(Data drawn from a collection)

______

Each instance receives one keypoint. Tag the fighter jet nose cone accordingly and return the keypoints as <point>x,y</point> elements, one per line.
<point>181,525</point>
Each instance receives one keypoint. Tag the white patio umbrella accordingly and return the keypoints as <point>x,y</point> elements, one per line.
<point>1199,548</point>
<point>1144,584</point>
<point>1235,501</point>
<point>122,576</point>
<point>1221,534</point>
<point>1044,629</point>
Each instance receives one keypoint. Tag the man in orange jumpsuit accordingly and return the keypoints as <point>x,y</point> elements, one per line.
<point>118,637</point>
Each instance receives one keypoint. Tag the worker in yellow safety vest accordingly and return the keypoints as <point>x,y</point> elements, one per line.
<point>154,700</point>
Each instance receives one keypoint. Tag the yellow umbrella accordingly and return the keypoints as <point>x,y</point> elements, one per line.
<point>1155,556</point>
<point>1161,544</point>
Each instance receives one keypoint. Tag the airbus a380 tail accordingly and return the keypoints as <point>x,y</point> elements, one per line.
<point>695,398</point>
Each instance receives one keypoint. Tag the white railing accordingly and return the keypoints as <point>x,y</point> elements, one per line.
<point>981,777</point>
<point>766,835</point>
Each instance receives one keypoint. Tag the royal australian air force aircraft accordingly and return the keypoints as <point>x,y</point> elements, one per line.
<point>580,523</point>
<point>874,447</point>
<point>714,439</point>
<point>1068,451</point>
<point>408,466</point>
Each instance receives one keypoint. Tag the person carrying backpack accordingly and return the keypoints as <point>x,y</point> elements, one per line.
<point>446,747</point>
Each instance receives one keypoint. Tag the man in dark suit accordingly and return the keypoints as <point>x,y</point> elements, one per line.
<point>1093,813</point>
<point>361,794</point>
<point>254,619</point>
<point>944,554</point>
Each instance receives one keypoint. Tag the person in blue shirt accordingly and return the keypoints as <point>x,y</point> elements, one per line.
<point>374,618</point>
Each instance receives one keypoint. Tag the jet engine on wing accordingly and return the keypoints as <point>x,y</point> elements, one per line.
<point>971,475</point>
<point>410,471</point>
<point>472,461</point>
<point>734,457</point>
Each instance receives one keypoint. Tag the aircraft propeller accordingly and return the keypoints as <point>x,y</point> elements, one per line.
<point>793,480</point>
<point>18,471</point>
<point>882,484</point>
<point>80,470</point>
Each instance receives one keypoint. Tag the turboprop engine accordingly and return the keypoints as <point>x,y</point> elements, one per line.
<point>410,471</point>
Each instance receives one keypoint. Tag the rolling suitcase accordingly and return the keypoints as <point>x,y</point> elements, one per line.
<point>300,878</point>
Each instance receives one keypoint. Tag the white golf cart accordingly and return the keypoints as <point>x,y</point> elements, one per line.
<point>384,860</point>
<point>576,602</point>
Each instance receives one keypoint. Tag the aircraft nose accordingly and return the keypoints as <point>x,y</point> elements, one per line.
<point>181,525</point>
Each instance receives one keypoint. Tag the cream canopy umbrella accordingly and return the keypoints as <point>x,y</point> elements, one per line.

______

:: Exercise task ::
Arrange every one of the items above into a numbered list, leaving out any blank lines.

:: Full response ::
1. Each instance receives one keypoint. Tag the fighter jet nose cone accordingly and return the keypoints as <point>x,y</point> elements, one per line.
2. <point>181,525</point>
3. Each instance receives one keypoint. Tag the white patio umbrella accordingly and return the keypoints as <point>x,y</point> elements, one per line.
4. <point>1199,548</point>
5. <point>1144,584</point>
6. <point>1235,501</point>
7. <point>122,576</point>
8. <point>1221,534</point>
9. <point>1044,629</point>
10. Each instance receives one keypoint. Tag the man in orange jumpsuit accordingly and return the keypoints as <point>x,y</point> elements, one per line.
11. <point>118,637</point>
12. Each instance receives one keypoint. Tag the worker in yellow safety vest accordingly and return the keypoints as <point>x,y</point> elements, one per line.
13. <point>154,700</point>
14. Each instance receives one keypoint. Tag the yellow umbrella accordingly and return the keypoints as <point>x,y</point> elements, one per line.
15. <point>1155,556</point>
16. <point>1161,544</point>
17. Each instance receives one keypoint. Tag the airbus a380 tail accordingly and return the keypoints as <point>x,y</point> elements, one per line.
18. <point>695,398</point>
19. Each instance receives one keypoint. Tag the white railing accordingly and return the keypoints as <point>x,y</point> elements, one per line.
20. <point>981,777</point>
21. <point>766,835</point>
22. Each instance receives one keypoint. Tag the royal australian air force aircraft accordingly and return the keypoints as <point>x,y</point> elements, one per line.
23. <point>580,523</point>
24. <point>874,447</point>
25. <point>714,439</point>
26. <point>1068,451</point>
27. <point>408,466</point>
28. Each instance receives one keypoint. Tag the person carrying backpack accordingly and return the keypoints as <point>x,y</point> elements, one per line.
29. <point>446,747</point>
30. Each instance receives one keypoint. Tag the man in dark suit accordingly and return the keypoints as <point>x,y</point> elements, one per line.
31. <point>1093,813</point>
32. <point>361,794</point>
33. <point>254,619</point>
34. <point>944,554</point>
35. Each instance receives one keypoint. Tag the person in blue shirt accordingly and return the keypoints as <point>x,y</point> elements, one per line.
36. <point>374,618</point>
37. Each instance receives one keypoint. Tag the jet engine on wing accordingly and return the keypoints as <point>x,y</point> elements, one per line.
38. <point>971,475</point>
39. <point>410,471</point>
40. <point>472,461</point>
41. <point>734,457</point>
42. Each instance receives one keypoint. Tag the aircraft propeller accordingly and return the keypoints as <point>x,y</point> elements, one per line.
43. <point>793,480</point>
44. <point>18,471</point>
45. <point>882,484</point>
46. <point>80,470</point>
47. Each instance receives one keypoint. Tag the turboprop engine accordingly and return the keypoints as <point>x,y</point> elements, one per line.
48. <point>410,471</point>
49. Each instance receives one keypoint. Tag the rolling suitcase accordingly and return the keypoints as <point>x,y</point> elements, one per line.
50. <point>300,878</point>
51. Each instance receives one keypoint. Tag the white golf cart accordingly and return the keypoints as <point>x,y</point> elements, one per line.
52. <point>384,860</point>
53. <point>576,602</point>
54. Each instance receives one keypoint. Tag the aircraft nose accordingly and return the keypoints as <point>x,y</point> elements, one per line.
55. <point>181,525</point>
56. Each instance receives one keypoint. Tag the cream canopy umbrella accordingly and return the keypoints as <point>x,y</point> elements, one per line.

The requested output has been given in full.